### TEXT
By Greg Stutchbury
WELLINGTON (Reuters) - Past and present All Blacks have swamped television advertisements for the British and Irish Lions tour of New Zealand with a succinct message.
It is simply, "the greatest series" and for once the claim is hardly marketing hyperbole.
Never has a Lions side arrived in New Zealand with greater expectation.
England, who have provided 15 of the 41 players, are currently ranked second in the world behind the All Blacks while coach Warren Gatland added 11 from Ireland, who are fourth and hammered the world champions for the first time last year in Chicago.
Gatland also selected 12 Welsh players, including tour captain Sam Warburton, whom he knows well through his day job as coach of the Wales side.
That familiarity will no doubt aid the former All Blacks hooker in gelling 41 players from four different countries with little preparation time.
Because of club commitments at the end of the long European season, only 14 players attended a training camp in Cardiff two weeks ago while a few more arrived in Dublin last week.
Gatland therefore might not get a chance to see some of the players he is considering for the first test on June 24 until the third game of the tour against the Canterbury Crusaders.
The match against the seven-times champions will be the last Super Rugby side where the Lions face any All Blacks, who go into camp after the June 10 clash in Christchurch.
The tour, which opens on June 3 in Whangarei against a team drawn from New Zealand's semi-professional provincial competition however, does not get easier.
A clash against the Maori All Blacks has been scheduled for Rotorua on June 17, where Gatland, who has to juggle building momentum while trialling combinations, is likely to give his first test side an opportunity to play together before they face Steve Hansen's team.
'NO HIDING PLACE'
While only the Auckland Blues and Crusaders of the five Super Rugby sides will be at full strength, the dominance of New Zealand teams in the competition over the last two years has shown how much depth the rugby-mad country has.
"It's a tough place to go," former Scotland captain Gavin Hastings, who led the Lions on their 1993 tour of New Zealand, told the BBC. "You've got to face up to it. There's no hiding place. There never has been and never will be."

### WORK ORDER 1
Answer these questions using the article about the Lions tour of New Zealand:
(a) How many of the 41 players came from England?
(b) In which city does the tour open on June 3?
(c) In what year did Gavin Hastings lead the Lions on their tour of New Zealand?
### WORK ORDER 2
Transcribe the stretch of the Lions tour article from "Never has a" through "little preparation time.".

(Segmentation mask data)
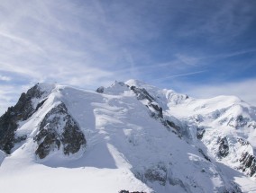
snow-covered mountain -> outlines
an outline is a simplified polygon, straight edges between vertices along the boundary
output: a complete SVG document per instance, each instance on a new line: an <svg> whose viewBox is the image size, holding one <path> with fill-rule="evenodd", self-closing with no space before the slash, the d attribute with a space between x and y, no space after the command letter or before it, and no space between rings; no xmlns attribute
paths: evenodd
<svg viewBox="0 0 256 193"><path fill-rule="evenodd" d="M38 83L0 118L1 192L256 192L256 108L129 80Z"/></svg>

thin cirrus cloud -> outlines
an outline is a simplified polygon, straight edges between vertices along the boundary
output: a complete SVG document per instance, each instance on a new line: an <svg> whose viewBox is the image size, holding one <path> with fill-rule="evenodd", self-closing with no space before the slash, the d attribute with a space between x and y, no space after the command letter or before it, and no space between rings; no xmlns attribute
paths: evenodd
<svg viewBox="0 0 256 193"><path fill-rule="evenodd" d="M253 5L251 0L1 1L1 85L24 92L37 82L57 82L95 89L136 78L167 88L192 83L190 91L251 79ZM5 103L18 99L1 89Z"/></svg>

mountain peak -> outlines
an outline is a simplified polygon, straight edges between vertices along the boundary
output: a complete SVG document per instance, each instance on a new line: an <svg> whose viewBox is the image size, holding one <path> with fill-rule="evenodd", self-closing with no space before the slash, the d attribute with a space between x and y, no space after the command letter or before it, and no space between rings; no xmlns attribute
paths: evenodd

### RESPONSE 1
(a) 15
(b) Whangarei
(c) 1993

### RESPONSE 2
Never has a Lions side arrived in New Zealand with greater expectation.
England, who have provided 15 of the 41 players, are currently ranked second in the world behind the All Blacks while coach Warren Gatland added 11 from Ireland, who are fourth and hammered the world champions for the first time last year in Chicago.
Gatland also selected 12 Welsh players, including tour captain Sam Warburton, whom he knows well through his day job as coach of the Wales side.
That familiarity will no doubt aid the former All Blacks hooker in gelling 41 players from four different countries with little preparation time.